### Work request
Skip any pictures. Repeat the data exactly, from its first line through the line that holds "Task: locate the curved", both included.

######

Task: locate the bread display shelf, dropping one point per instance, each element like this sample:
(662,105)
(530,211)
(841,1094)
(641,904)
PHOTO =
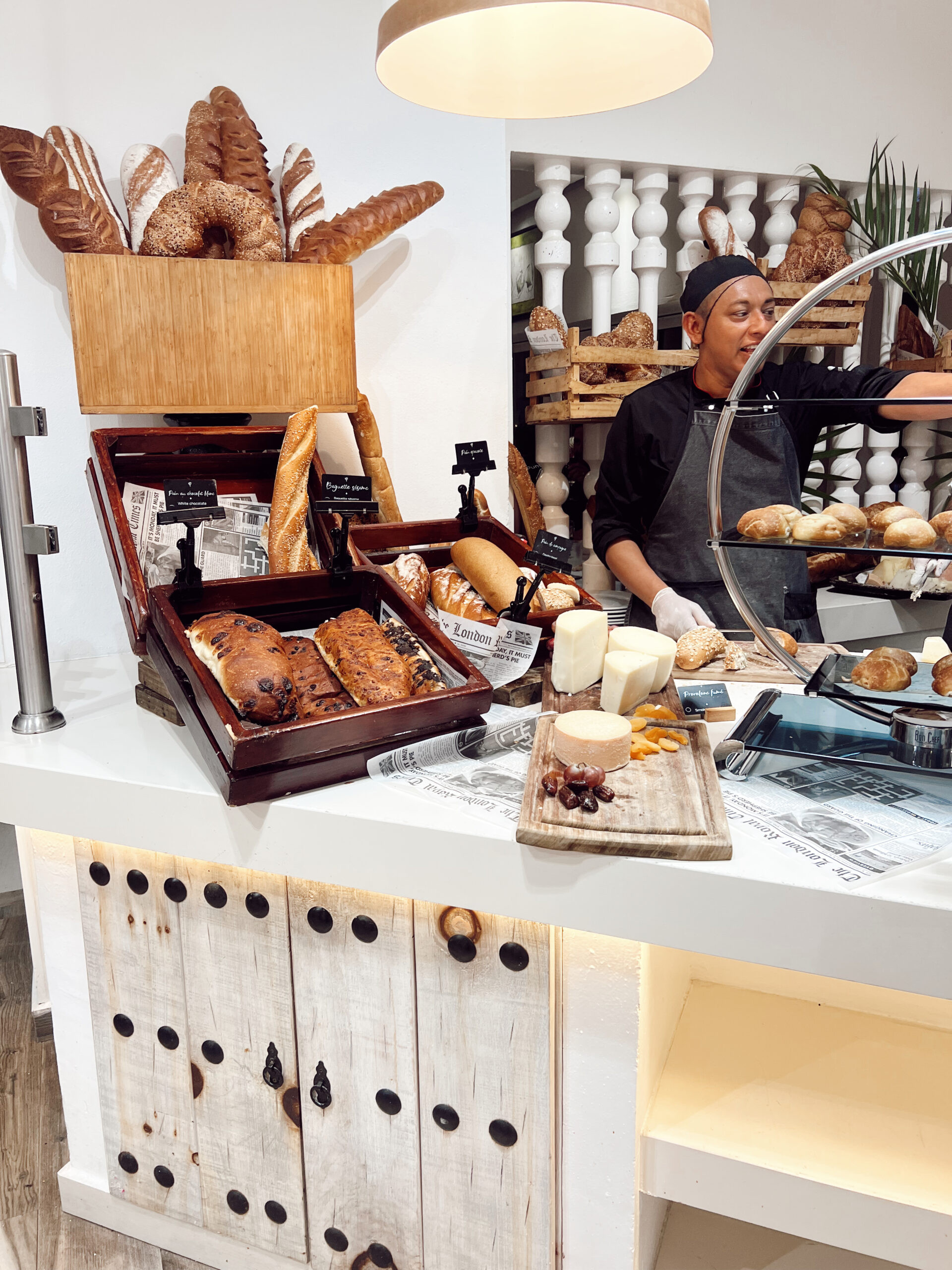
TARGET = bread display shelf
(669,806)
(252,762)
(862,544)
(381,544)
(832,679)
(154,336)
(243,460)
(762,668)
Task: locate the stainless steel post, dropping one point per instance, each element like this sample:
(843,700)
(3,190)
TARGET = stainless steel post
(22,540)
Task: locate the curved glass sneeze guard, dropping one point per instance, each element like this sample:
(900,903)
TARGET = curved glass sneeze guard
(720,541)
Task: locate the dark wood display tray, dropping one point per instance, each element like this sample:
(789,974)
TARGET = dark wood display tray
(243,460)
(300,602)
(381,544)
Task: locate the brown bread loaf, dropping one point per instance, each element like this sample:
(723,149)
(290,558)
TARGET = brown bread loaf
(346,237)
(243,157)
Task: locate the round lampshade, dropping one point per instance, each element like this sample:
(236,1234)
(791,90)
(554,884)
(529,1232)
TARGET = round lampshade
(541,59)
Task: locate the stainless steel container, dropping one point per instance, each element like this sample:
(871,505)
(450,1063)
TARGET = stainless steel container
(922,737)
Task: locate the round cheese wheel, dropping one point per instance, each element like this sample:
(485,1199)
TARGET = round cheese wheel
(595,738)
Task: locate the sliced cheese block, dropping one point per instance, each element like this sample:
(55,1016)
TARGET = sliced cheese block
(933,649)
(579,652)
(638,639)
(626,681)
(595,738)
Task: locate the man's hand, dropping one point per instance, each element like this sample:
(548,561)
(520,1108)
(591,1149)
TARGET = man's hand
(674,615)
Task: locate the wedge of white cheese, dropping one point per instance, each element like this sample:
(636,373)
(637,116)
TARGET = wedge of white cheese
(636,639)
(579,652)
(593,738)
(626,681)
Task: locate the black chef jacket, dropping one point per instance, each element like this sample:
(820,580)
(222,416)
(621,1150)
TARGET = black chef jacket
(651,432)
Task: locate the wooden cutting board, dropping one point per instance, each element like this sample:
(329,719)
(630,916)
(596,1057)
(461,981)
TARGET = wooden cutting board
(669,806)
(761,668)
(590,699)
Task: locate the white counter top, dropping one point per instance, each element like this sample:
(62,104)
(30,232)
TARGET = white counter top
(119,775)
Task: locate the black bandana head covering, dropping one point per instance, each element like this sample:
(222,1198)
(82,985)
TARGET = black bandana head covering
(711,275)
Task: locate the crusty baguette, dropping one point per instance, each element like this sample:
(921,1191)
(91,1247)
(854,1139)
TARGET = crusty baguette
(301,196)
(248,659)
(492,572)
(346,237)
(31,167)
(287,529)
(424,672)
(375,465)
(363,659)
(85,176)
(411,573)
(452,593)
(525,495)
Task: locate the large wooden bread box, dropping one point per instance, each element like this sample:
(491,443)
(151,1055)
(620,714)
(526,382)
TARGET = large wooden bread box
(241,460)
(249,762)
(381,544)
(158,336)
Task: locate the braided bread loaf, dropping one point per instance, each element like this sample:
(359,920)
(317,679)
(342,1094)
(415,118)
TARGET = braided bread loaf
(348,235)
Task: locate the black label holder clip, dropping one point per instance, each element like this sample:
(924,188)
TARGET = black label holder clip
(550,554)
(472,459)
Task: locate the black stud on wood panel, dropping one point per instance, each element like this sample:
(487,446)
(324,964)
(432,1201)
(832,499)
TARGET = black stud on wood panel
(134,968)
(239,996)
(356,1016)
(484,1049)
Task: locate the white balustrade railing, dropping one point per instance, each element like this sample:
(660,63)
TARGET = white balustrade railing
(626,255)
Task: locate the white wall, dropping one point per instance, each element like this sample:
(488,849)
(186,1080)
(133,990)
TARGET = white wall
(432,309)
(790,84)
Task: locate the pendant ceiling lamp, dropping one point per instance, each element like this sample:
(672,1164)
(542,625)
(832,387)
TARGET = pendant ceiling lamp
(541,59)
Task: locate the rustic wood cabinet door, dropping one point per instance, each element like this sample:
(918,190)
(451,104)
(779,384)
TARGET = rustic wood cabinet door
(485,1053)
(136,988)
(356,1012)
(239,999)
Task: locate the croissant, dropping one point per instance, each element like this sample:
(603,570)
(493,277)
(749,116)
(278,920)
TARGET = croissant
(348,235)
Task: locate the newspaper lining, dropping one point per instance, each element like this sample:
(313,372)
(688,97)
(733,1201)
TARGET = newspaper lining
(855,827)
(224,549)
(480,770)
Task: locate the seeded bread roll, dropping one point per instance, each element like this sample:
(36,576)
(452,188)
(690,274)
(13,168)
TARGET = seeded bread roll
(909,532)
(490,571)
(699,647)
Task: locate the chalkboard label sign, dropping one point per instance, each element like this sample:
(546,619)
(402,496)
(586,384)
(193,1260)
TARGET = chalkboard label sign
(701,697)
(473,459)
(342,488)
(182,496)
(550,552)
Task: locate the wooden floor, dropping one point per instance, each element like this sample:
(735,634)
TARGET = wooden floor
(35,1234)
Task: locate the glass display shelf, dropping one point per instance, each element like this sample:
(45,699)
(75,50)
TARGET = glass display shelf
(856,544)
(819,728)
(832,680)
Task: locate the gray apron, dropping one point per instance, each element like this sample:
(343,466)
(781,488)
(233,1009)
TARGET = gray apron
(760,468)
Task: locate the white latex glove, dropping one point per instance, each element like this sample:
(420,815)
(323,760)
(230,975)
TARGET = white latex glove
(674,615)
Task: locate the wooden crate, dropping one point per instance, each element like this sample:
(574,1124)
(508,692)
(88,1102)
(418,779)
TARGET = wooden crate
(577,399)
(839,314)
(158,336)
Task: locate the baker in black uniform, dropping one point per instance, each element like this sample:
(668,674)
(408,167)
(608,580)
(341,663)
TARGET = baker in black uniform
(651,524)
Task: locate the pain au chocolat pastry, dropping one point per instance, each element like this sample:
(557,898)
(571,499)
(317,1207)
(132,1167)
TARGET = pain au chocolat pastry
(248,659)
(318,690)
(423,670)
(363,659)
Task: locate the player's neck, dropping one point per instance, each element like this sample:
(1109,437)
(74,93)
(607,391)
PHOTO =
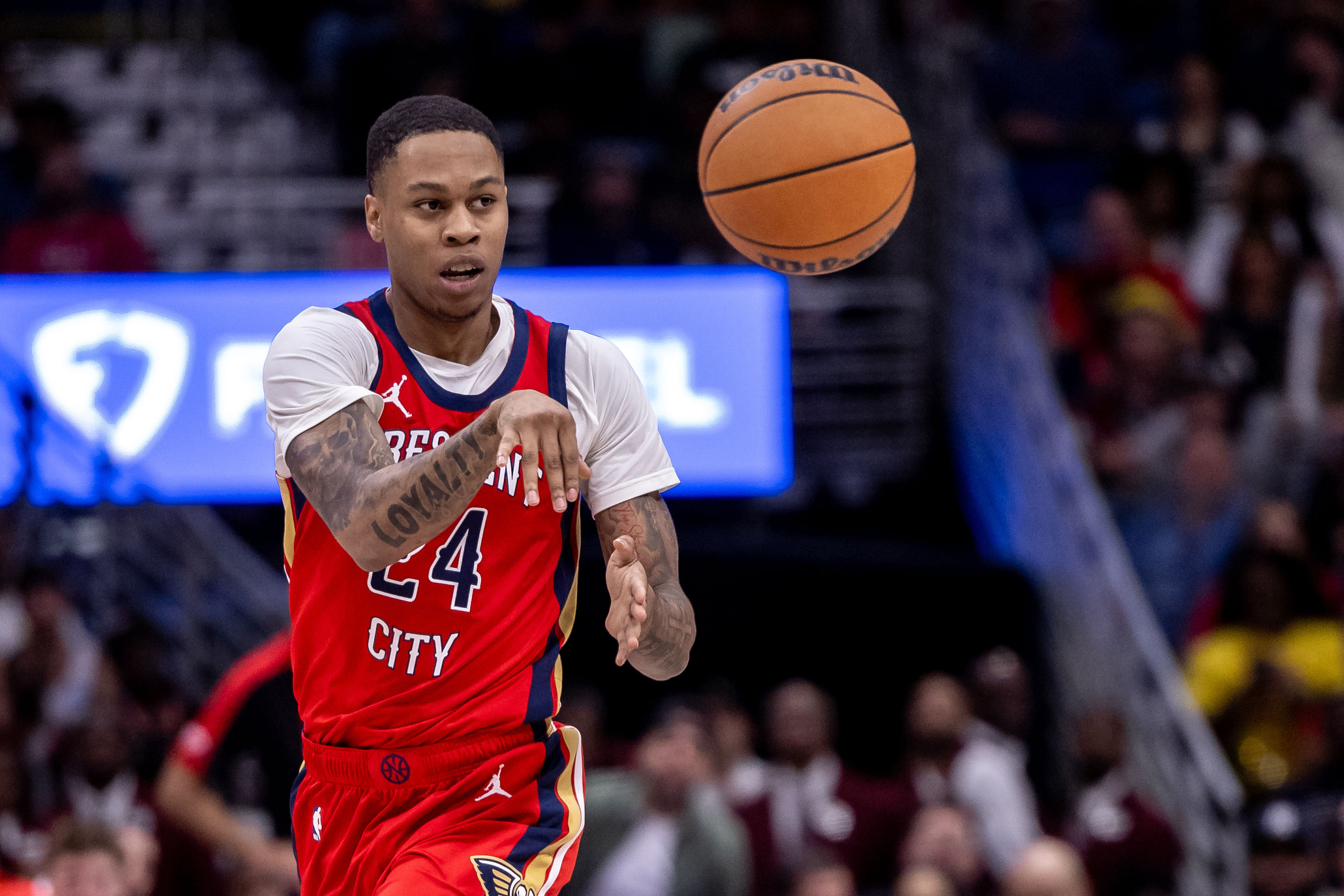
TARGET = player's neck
(460,341)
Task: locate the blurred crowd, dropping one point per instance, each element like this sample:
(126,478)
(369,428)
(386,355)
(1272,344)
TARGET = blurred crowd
(694,808)
(111,777)
(1186,176)
(604,101)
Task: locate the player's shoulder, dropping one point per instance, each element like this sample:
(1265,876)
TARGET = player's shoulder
(586,351)
(323,328)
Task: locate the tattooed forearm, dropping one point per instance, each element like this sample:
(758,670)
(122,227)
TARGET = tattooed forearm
(670,630)
(378,509)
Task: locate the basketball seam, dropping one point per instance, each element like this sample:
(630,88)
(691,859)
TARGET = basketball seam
(830,242)
(807,171)
(705,173)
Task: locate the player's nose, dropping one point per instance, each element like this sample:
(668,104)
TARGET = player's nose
(460,227)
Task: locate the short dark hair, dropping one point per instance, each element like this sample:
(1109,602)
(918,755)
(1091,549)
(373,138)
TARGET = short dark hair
(423,116)
(76,837)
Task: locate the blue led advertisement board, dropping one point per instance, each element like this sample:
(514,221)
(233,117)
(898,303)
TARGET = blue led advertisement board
(148,387)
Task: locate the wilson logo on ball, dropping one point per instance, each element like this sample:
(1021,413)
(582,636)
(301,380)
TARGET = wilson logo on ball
(788,72)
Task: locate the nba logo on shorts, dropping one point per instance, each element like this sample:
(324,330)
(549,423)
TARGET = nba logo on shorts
(395,769)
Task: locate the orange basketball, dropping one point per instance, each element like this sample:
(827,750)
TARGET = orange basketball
(807,167)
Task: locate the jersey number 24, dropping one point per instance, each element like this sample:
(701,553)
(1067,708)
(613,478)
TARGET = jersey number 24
(455,565)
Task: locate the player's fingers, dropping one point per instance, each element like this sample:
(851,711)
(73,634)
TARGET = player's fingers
(623,551)
(508,441)
(530,448)
(574,466)
(556,478)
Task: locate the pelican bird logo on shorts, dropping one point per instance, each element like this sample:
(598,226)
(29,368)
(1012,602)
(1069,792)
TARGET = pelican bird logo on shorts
(499,878)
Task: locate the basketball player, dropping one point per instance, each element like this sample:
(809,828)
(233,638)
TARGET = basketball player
(432,442)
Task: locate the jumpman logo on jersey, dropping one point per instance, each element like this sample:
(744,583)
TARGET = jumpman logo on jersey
(494,788)
(394,395)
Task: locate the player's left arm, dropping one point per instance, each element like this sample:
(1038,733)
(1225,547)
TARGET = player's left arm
(651,617)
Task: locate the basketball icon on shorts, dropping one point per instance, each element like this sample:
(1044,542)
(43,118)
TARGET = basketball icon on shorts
(498,878)
(395,769)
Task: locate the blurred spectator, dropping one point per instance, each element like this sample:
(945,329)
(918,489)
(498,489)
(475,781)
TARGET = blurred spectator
(22,842)
(738,767)
(352,248)
(1276,205)
(1272,657)
(922,882)
(813,801)
(1315,132)
(941,840)
(1051,96)
(418,41)
(142,854)
(41,125)
(86,859)
(585,708)
(248,745)
(607,222)
(100,783)
(1127,844)
(1047,868)
(822,875)
(68,232)
(936,724)
(1162,190)
(1215,144)
(662,829)
(57,671)
(1283,860)
(1181,538)
(1134,413)
(990,774)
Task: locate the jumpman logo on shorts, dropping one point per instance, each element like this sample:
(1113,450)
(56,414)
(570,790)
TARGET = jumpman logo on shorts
(394,395)
(494,788)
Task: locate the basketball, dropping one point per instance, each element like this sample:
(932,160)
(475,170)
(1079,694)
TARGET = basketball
(807,167)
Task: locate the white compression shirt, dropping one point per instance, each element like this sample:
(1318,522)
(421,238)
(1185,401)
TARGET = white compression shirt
(324,360)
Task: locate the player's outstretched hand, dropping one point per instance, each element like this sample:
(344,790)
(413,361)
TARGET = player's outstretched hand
(541,425)
(629,587)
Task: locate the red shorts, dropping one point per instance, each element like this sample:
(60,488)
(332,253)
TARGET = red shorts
(472,817)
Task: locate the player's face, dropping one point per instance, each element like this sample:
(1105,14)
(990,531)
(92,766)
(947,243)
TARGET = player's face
(440,210)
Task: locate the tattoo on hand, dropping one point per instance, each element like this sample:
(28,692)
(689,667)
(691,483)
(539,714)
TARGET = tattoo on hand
(670,630)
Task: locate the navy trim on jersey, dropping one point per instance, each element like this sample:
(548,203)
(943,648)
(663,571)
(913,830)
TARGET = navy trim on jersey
(556,363)
(378,374)
(299,499)
(382,313)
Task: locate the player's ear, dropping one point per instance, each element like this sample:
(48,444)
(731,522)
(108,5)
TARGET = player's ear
(374,217)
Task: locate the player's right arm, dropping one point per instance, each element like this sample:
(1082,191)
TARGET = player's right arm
(381,511)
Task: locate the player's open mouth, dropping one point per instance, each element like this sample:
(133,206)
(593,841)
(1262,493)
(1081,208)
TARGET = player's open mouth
(461,275)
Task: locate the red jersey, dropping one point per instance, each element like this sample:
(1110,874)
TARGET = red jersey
(463,636)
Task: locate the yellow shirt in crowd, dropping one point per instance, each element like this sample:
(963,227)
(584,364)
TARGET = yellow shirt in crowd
(1222,663)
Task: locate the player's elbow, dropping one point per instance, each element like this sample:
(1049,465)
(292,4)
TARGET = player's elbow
(370,558)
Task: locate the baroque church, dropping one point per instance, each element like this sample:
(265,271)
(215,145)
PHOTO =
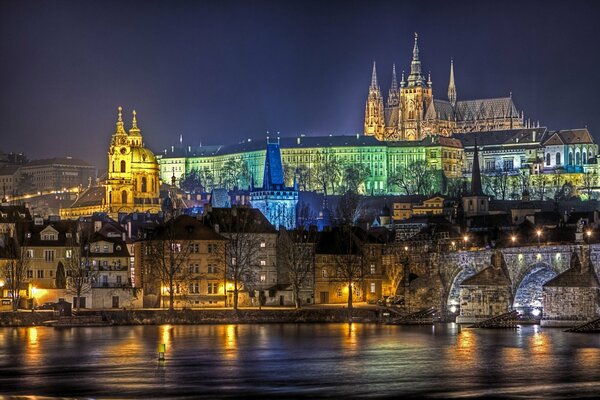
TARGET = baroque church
(411,112)
(132,183)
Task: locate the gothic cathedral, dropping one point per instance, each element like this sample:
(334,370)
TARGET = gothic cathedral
(411,112)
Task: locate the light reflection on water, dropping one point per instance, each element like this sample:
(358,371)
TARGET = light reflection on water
(309,360)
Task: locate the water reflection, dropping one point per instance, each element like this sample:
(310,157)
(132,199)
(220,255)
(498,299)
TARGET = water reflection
(311,360)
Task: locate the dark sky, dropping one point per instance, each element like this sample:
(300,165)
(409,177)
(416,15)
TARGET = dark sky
(222,71)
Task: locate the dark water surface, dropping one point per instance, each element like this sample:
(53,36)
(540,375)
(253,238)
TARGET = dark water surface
(291,361)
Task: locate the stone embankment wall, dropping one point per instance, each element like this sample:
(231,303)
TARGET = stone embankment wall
(157,317)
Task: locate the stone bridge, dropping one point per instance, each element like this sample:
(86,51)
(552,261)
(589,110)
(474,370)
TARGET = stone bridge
(439,278)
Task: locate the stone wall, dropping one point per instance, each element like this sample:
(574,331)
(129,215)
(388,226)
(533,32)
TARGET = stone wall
(570,303)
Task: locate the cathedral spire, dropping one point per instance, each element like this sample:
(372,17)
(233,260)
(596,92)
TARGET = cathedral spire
(374,84)
(451,86)
(120,128)
(134,129)
(393,99)
(416,77)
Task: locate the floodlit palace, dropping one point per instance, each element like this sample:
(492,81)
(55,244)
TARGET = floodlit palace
(409,130)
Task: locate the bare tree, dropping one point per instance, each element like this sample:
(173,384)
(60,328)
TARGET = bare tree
(350,264)
(168,253)
(296,259)
(354,176)
(79,271)
(418,177)
(15,268)
(327,172)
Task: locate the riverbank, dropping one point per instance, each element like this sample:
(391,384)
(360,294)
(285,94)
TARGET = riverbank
(199,317)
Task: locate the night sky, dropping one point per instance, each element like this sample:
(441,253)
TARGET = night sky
(223,71)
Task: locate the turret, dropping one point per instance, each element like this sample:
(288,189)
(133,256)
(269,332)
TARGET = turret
(451,86)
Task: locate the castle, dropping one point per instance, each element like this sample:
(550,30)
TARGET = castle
(411,113)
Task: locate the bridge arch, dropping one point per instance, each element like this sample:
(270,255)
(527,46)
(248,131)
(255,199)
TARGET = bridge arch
(527,294)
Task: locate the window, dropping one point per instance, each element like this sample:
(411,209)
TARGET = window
(212,288)
(49,255)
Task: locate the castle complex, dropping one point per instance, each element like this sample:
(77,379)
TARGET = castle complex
(411,112)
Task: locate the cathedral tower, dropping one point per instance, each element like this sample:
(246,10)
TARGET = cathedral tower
(133,182)
(451,86)
(374,117)
(415,97)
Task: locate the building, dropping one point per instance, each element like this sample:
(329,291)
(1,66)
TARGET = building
(411,112)
(133,181)
(317,162)
(274,199)
(194,253)
(344,256)
(487,293)
(253,242)
(573,296)
(57,174)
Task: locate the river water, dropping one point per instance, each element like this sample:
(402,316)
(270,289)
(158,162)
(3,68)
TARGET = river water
(298,360)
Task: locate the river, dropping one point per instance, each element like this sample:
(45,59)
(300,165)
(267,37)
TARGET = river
(298,360)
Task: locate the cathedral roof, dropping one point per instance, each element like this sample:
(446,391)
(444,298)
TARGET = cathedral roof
(440,109)
(524,136)
(471,110)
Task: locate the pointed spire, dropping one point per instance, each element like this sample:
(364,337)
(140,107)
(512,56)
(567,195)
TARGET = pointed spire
(476,189)
(134,129)
(374,84)
(120,128)
(451,85)
(416,77)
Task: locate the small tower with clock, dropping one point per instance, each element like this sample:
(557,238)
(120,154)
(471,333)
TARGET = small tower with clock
(132,184)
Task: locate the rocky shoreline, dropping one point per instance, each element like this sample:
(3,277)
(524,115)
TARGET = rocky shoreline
(193,317)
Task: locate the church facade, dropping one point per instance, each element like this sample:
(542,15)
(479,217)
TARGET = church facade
(411,112)
(132,183)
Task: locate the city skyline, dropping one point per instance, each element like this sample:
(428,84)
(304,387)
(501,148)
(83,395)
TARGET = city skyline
(279,69)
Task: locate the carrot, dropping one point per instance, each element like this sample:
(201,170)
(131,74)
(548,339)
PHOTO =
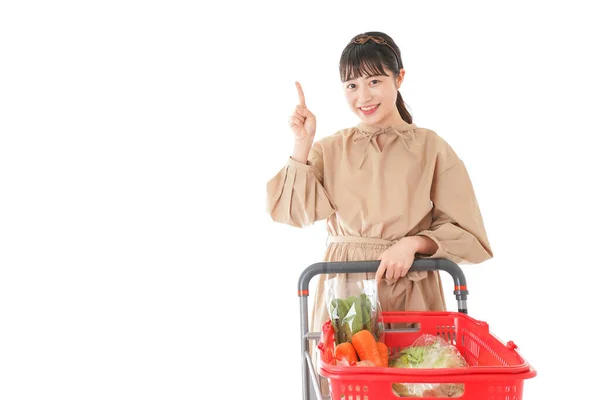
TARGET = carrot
(383,353)
(366,347)
(345,351)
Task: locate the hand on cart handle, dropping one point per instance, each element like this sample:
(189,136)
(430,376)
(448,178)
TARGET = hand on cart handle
(395,261)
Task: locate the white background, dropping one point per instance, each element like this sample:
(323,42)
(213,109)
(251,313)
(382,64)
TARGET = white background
(137,139)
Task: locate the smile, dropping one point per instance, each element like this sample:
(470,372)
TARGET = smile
(369,109)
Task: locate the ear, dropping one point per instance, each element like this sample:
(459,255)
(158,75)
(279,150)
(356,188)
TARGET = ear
(400,77)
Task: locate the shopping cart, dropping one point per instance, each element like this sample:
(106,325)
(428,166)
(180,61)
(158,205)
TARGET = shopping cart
(496,370)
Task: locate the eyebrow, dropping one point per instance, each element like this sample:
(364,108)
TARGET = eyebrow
(366,77)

######

### Solution for this problem
Task: locate the bread display shelf, dropping one point per instance, each element like this sample:
(662,105)
(530,211)
(841,1094)
(641,904)
PHOTO =
TARGET = bread display shelf
(669,806)
(252,762)
(862,544)
(381,544)
(832,679)
(154,336)
(243,460)
(762,668)
Task: locate the stainless steel post, dropping one point per instance, each element like this sample:
(843,700)
(3,190)
TARGET = stainless steel post
(22,540)
Task: locate the curved glass sneeze guard, dropping one point per instance, each element like this sample:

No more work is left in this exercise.